Arrange the listing from the line with "pin: the utility" through the end of the listing as a two-column CSV with columns instruction and points, one row per line starting with "pin:". Put that line in instruction and the point lines under it in points, each in one quoted field with line breaks turned into spaces.

[Begin Extracted material]

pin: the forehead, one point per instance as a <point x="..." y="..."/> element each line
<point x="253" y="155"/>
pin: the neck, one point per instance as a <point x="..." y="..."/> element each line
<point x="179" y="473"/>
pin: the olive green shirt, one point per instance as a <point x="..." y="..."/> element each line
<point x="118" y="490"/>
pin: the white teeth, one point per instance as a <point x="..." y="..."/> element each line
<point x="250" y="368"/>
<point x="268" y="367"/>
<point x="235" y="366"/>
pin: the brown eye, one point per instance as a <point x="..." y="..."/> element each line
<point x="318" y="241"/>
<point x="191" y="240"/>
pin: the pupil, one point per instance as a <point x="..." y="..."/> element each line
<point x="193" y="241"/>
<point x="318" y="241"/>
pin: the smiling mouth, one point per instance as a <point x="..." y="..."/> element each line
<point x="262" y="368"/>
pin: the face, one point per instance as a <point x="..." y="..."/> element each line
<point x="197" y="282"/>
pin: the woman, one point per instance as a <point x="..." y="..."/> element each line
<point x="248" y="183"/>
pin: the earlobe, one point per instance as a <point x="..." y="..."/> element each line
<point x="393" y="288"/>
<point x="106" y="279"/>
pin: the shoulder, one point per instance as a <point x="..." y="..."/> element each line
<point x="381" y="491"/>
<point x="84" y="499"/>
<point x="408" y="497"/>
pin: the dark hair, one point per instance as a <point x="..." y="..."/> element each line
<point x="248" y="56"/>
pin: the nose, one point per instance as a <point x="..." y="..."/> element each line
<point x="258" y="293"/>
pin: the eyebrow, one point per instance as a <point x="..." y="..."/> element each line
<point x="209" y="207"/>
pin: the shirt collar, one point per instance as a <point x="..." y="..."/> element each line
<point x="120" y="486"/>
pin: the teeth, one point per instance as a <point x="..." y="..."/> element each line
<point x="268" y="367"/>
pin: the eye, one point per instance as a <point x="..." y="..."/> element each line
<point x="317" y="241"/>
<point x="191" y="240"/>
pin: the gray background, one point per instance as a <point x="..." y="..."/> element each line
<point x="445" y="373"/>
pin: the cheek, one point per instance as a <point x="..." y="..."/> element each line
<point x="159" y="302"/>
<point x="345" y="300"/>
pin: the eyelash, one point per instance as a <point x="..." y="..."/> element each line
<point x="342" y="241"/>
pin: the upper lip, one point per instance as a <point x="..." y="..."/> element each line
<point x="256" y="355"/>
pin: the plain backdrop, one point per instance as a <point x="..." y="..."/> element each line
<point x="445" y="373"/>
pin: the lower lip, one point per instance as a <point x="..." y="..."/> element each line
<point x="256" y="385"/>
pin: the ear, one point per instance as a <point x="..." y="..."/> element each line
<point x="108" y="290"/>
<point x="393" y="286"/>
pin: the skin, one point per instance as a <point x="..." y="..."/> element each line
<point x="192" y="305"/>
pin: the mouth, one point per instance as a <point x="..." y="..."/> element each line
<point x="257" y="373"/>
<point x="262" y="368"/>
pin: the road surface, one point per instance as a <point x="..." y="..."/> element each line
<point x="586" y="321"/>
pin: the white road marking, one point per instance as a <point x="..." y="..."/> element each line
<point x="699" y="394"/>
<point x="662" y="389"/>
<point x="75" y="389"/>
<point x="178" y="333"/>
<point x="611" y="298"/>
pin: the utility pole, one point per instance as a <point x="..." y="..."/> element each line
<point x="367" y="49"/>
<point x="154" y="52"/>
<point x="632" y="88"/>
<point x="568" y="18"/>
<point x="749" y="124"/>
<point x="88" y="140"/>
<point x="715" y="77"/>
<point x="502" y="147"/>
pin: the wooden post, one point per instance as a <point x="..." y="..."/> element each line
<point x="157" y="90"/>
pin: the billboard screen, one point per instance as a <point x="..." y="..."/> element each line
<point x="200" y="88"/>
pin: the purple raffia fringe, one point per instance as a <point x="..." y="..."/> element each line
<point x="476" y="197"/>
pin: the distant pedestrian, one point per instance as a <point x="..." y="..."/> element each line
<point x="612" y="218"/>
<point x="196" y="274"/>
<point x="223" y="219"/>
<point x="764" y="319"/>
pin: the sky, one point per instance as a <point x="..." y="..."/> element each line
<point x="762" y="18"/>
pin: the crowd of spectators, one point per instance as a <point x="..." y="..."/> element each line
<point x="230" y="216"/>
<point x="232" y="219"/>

[End Extracted material]

__Exercise result__:
instruction,points
"pin: the utility pole, one point per instance as a <point x=""..."" y=""...""/> element each line","<point x=""367"" y=""49""/> <point x=""154"" y=""52""/> <point x=""632"" y=""88""/> <point x=""568"" y=""18""/> <point x=""749"" y=""124""/> <point x=""88"" y=""140""/> <point x=""715"" y=""77""/> <point x=""502"" y=""147""/>"
"pin: the wooden post, one point per instance as a <point x=""..."" y=""...""/> element each line","<point x=""157"" y=""90""/>"
"pin: the billboard screen, one point per instance as a <point x=""..."" y=""...""/> element each line","<point x=""200"" y=""88""/>"
"pin: the purple raffia fringe, one point per instance as a <point x=""..."" y=""...""/> element each line","<point x=""476"" y=""197""/>"
"pin: the distant pedestrian, one point per instance as a <point x=""..."" y=""...""/> element each line","<point x=""612"" y=""218""/> <point x=""196"" y=""274""/> <point x=""223"" y=""219""/> <point x=""764"" y=""319""/>"
"pin: the sky, one point per instance as a <point x=""..."" y=""...""/> element each line","<point x=""762"" y=""18""/>"
"pin: the crowd of spectators, one point per instance as a <point x=""..."" y=""...""/> element each line","<point x=""230"" y=""216""/> <point x=""232"" y=""219""/>"